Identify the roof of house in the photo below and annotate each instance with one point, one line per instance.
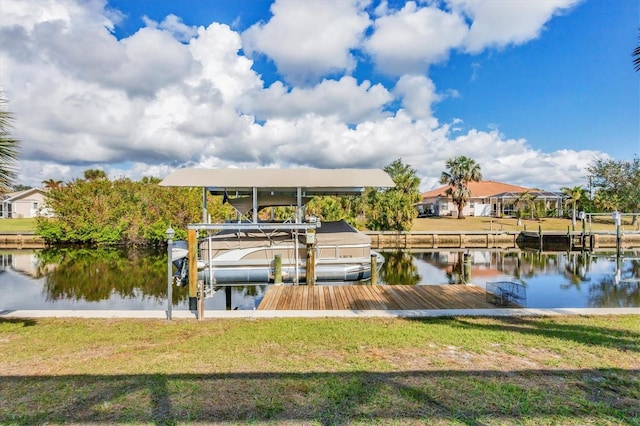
(484, 188)
(12, 196)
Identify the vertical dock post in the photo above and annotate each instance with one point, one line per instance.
(277, 269)
(374, 269)
(541, 238)
(616, 218)
(170, 234)
(192, 243)
(227, 298)
(466, 268)
(311, 265)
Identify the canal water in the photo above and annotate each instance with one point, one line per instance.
(130, 279)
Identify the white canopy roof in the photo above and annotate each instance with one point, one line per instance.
(311, 181)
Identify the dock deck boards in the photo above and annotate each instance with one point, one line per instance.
(367, 297)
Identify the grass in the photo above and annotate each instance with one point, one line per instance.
(481, 223)
(467, 371)
(434, 224)
(17, 225)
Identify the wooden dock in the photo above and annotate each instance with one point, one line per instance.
(368, 297)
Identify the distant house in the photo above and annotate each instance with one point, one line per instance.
(23, 204)
(488, 198)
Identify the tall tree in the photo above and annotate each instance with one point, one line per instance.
(574, 195)
(460, 171)
(617, 185)
(52, 184)
(521, 202)
(8, 149)
(636, 57)
(94, 174)
(393, 208)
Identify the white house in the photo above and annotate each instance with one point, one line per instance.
(23, 204)
(488, 198)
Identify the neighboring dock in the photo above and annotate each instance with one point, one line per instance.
(380, 297)
(21, 241)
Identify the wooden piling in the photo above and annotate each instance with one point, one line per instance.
(277, 269)
(311, 264)
(374, 269)
(192, 243)
(466, 268)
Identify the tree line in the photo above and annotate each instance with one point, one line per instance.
(97, 210)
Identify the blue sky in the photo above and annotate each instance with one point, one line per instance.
(532, 90)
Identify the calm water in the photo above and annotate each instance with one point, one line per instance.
(135, 279)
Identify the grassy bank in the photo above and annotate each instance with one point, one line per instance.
(480, 223)
(565, 370)
(17, 225)
(434, 224)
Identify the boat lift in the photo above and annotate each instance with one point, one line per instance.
(263, 186)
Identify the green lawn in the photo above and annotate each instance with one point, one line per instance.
(17, 225)
(428, 224)
(460, 371)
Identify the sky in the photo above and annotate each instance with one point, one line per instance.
(532, 90)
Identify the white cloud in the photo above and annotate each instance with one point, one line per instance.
(417, 93)
(411, 39)
(499, 23)
(309, 39)
(343, 98)
(145, 104)
(174, 25)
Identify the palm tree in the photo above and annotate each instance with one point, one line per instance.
(461, 171)
(573, 198)
(95, 174)
(52, 184)
(520, 202)
(636, 58)
(8, 149)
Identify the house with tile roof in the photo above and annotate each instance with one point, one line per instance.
(488, 198)
(23, 204)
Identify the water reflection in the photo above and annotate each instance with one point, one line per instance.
(577, 279)
(399, 268)
(66, 278)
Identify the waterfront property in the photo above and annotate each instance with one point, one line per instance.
(23, 204)
(136, 280)
(488, 198)
(263, 252)
(368, 297)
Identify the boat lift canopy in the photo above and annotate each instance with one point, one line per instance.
- - - -
**Exercise directions**
Please copy all of the data above word for word, leaving out the pictures.

**The result**
Identify the roof of house in the photo below and annotate each instance with one point, one line per instance.
(484, 188)
(12, 196)
Identify the vertical dock post in the photo above and annotate each instance with one point, one line per instance.
(277, 269)
(374, 269)
(541, 238)
(616, 218)
(170, 234)
(192, 243)
(227, 298)
(466, 268)
(311, 265)
Identify the canal water in the photo above and annotate each instance with one point, one line per instance.
(130, 279)
Identify the white canopy roof in the photo above and annotate each instance with one point, one line per instance.
(311, 181)
Identify the dock deck boards in the photo above and annotate each instance with one point, one line per instance.
(367, 297)
Identify the grass in the photo above and annotate each instance with one point, one line per instance.
(481, 223)
(467, 371)
(434, 224)
(17, 225)
Identify the wooden dock in the photo above and annotate each instance with one point, one line per instance.
(368, 297)
Identify the distant house in the photo above and annotate each instance with one point, one line per instance.
(23, 204)
(488, 198)
Identify the tall tree in the photo above and annotate each instance with one point, one line per instance.
(574, 195)
(460, 171)
(617, 185)
(52, 184)
(521, 202)
(8, 149)
(636, 57)
(94, 174)
(393, 208)
Identify the white house in the photo above and annotate each instance with one point, one line per instance.
(23, 204)
(488, 198)
Identify the neighboring dock in the photo above and annotate each instance with one point, one line per instance.
(380, 297)
(21, 241)
Identify the wooden piling in the photo above and annotate each instance with one point, one line per instance.
(277, 269)
(311, 264)
(374, 269)
(192, 243)
(466, 268)
Identify the tree line in the photo above and annotate each instance with one point, one line per instance.
(97, 210)
Identify the blue sky in the photo above and annotate each instance with one point, one line per instance.
(532, 90)
Identify the calm water in the photo above and annotate each instance with one point, one line per instance.
(135, 279)
Identify the grassy bank in the photo above and annotate each instance with one point, one line per instance.
(480, 223)
(565, 370)
(17, 225)
(434, 224)
Identify the boat lift in the photo above and annotate each instance with one point, one line per instance.
(263, 186)
Identify the green lawn in the photo above and annotate each instance with one point, one line per instance.
(17, 225)
(428, 224)
(460, 371)
Identify the sky in the photo above and annotate each instance with one point, one line per instance.
(532, 90)
Identify the white cloud in the photo above and annotate each instance with one point, one line per instance.
(417, 93)
(411, 39)
(499, 23)
(309, 39)
(343, 98)
(145, 104)
(174, 25)
Identify the palm tree in the photo above and annotate each instance with one point, one line per instance.
(461, 171)
(573, 198)
(95, 174)
(52, 184)
(520, 202)
(636, 58)
(8, 149)
Identify the house with tile roof in the photo above and annotate each instance with one point, one line per instance.
(488, 198)
(23, 204)
Identify the water reflection in the photo above and annotate each instance with one point, one line per instance.
(577, 279)
(399, 268)
(66, 278)
Identify the waterfront property in the photo above and annotate each instance with one point, one line per instance.
(23, 204)
(136, 280)
(488, 198)
(263, 252)
(368, 297)
Identify the boat lift canopy in the photo above and annotate each instance with one point, one line per instance.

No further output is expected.